* **Records for the exercise**

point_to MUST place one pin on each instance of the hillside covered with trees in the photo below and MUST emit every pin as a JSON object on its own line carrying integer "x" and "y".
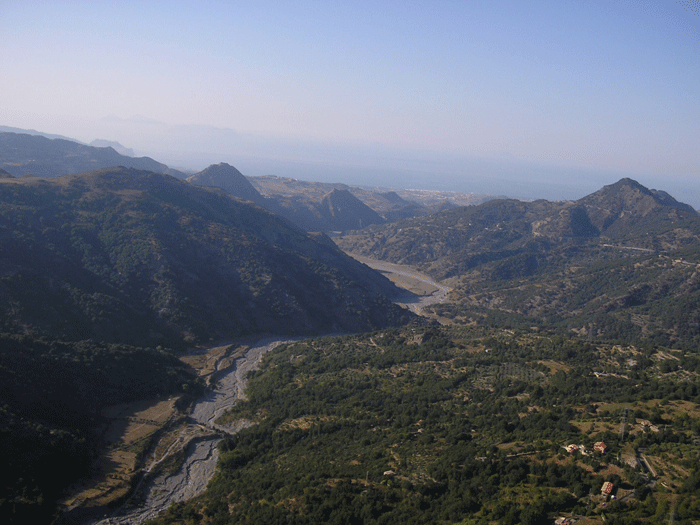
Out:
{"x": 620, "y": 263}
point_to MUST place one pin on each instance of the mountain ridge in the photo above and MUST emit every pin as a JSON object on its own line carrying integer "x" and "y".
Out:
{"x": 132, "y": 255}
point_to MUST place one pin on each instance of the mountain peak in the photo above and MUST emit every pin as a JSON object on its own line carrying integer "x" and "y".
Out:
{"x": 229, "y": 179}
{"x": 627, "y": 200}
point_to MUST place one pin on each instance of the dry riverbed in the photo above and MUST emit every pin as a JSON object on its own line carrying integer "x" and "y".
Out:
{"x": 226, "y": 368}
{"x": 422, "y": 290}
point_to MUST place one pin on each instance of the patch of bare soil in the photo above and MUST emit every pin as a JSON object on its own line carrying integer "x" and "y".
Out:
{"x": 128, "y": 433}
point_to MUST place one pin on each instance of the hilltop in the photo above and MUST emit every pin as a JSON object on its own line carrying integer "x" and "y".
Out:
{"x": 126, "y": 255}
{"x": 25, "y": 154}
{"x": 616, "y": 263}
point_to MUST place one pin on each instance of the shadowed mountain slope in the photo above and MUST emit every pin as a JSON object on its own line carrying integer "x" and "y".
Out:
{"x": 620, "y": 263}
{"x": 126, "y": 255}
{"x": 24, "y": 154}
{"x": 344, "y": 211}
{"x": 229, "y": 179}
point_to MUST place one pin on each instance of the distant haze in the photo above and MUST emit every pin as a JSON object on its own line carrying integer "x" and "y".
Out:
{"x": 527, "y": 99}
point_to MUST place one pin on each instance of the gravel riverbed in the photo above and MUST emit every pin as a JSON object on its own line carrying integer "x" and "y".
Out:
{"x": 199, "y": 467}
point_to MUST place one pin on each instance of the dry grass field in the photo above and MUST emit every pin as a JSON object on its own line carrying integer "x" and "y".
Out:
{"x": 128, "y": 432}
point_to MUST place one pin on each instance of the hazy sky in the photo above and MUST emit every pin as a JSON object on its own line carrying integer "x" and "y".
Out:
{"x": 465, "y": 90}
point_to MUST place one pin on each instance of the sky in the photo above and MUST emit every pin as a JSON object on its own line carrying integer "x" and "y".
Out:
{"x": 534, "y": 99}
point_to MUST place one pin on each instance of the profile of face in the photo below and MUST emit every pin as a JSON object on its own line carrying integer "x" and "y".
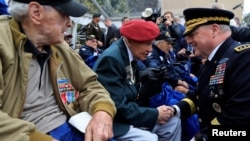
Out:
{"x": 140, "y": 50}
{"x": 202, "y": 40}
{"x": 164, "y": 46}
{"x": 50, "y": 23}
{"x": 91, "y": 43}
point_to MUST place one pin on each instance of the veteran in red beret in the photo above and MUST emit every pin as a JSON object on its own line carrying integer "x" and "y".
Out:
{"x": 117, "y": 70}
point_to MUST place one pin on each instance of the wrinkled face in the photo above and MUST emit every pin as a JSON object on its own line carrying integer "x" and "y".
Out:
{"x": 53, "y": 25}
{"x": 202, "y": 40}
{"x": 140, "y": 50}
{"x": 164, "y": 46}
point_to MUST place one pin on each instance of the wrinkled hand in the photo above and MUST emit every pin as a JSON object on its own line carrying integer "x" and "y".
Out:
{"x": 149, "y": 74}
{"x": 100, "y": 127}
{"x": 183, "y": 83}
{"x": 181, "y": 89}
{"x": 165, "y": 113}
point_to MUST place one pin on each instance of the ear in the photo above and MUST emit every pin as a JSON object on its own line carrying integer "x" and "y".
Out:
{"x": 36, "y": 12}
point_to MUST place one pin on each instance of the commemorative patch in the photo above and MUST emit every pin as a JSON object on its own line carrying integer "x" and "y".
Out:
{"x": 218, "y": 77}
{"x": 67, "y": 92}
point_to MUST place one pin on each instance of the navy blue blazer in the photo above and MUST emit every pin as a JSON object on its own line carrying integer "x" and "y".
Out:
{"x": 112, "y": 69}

* **Problem to solve**
Render every line of the material above as a numbered list, skipping any blank lines. Leave the pictures out of your answer.

* **The reply**
1. point_to MUST place one pin on each instance of the hillside covered with trees in the photo below and MUST emit every pin as a JSON object on its own line carrying integer "x" and "y".
2. Out:
3. {"x": 620, "y": 263}
4. point_to MUST place one pin on each instance of the mountain ridge in the photo above and MUST emit every pin as a JSON object on its own line carrying integer "x" and "y".
5. Out:
6. {"x": 132, "y": 255}
7. point_to MUST place one pin on each instance of the mountain peak in the photo above and MUST emit every pin as a JSON object on its own line carrying integer "x" and "y".
8. Out:
9. {"x": 229, "y": 179}
10. {"x": 627, "y": 200}
11. point_to MUST place one pin on each instance of the dry riverbed in the photo above and MUST emit every pin as a JSON object on its own line carrying integer "x" and "y".
12. Out:
13. {"x": 226, "y": 368}
14. {"x": 422, "y": 290}
15. point_to MUST place one pin on each instance of the patch of bare soil in the photo above and MUST emit every pin as a JSON object on its own line carrying integer "x" and "y".
16. Out:
17. {"x": 128, "y": 433}
18. point_to MUST place one pin on each instance of the hilltop in the photo above and MUST emit every pin as a JSON object on its own line carrying integer "x" and "y".
19. Out:
20. {"x": 126, "y": 255}
21. {"x": 25, "y": 154}
22. {"x": 616, "y": 263}
23. point_to MUST place one pin on each instance of the shadowed mountain slope in the photo above and MUST emit every pin as a JSON object on its own line carrying integer "x" and "y".
24. Out:
25. {"x": 620, "y": 263}
26. {"x": 126, "y": 255}
27. {"x": 24, "y": 154}
28. {"x": 344, "y": 211}
29. {"x": 229, "y": 179}
30. point_to MUST place one pin on each instance of the distant haze in the photo above and MUST emit every pin as a JSON object on its own line carrying integer "x" and "y".
31. Out:
32. {"x": 527, "y": 99}
33. point_to MUST place one pin on each instance of the gravel riverbed in the photo above and MUST emit every pin as a JSON object on its own line carrying integer "x" and "y".
34. Out:
35. {"x": 199, "y": 467}
36. point_to MUST place one pin on each instance of the dry grass field in the photo above and MUST emit every pin as a JSON object on its own line carrying integer "x" and "y".
37. Out:
38. {"x": 128, "y": 432}
39. point_to MUST place one pin on each instance of the hazy sky in the photo above and MUST emit every pin as a JSON object on its own line carrying integer "x" and "y".
40. Out:
41. {"x": 465, "y": 90}
42. point_to MUST place one pin on each instance of the sky in the photo above and MUST emit every pin as a JSON object on its own line carrying integer "x" and "y".
43. Out:
44. {"x": 534, "y": 99}
45. point_to MUST place one pin on each instance of the profile of face in the photo below and MUST emit every pin as a JSON object on its own line carrying integer "x" and "y".
46. Out:
47. {"x": 140, "y": 50}
48. {"x": 202, "y": 40}
49. {"x": 164, "y": 46}
50. {"x": 50, "y": 23}
51. {"x": 91, "y": 43}
52. point_to MUST place one pin on each instance of the veteran in red beret in the photo above and MUST emit every pin as a JSON object on its own line carrying integer "x" and "y".
53. Out:
54. {"x": 117, "y": 70}
55. point_to MUST place one pin on each instance of the wrinkled face in the photo above and MUST emit every pin as a JSON object on its own line carrying integer "x" and "y".
56. Out:
57. {"x": 53, "y": 25}
58. {"x": 202, "y": 40}
59. {"x": 140, "y": 50}
60. {"x": 164, "y": 46}
61. point_to MUST place one pin on each instance of the wrinkled hand in the photo above and MUST emit every pin as a JSON object on its own line carrying integer "x" and "y".
62. Out:
63. {"x": 149, "y": 74}
64. {"x": 100, "y": 127}
65. {"x": 183, "y": 83}
66. {"x": 181, "y": 89}
67. {"x": 165, "y": 113}
68. point_to MUST place one pin on each instance of the ear in the photo above and MUST emit every pin as a JSON object on its own line carrying integer "x" and "y".
69. Out:
70. {"x": 36, "y": 12}
71. point_to MUST place one pin on each instance of the commemorative patch in the photo above and MUST emit every pin as a JSON object on its own line carrying integer "x" and "y".
72. Out:
73. {"x": 218, "y": 77}
74. {"x": 67, "y": 92}
75. point_to MUST place one pin on each instance of the navy blue blazer in the photo above and MUST emit every pin as a JSON object on its own line carrying integer "x" and "y".
76. Out:
77. {"x": 112, "y": 69}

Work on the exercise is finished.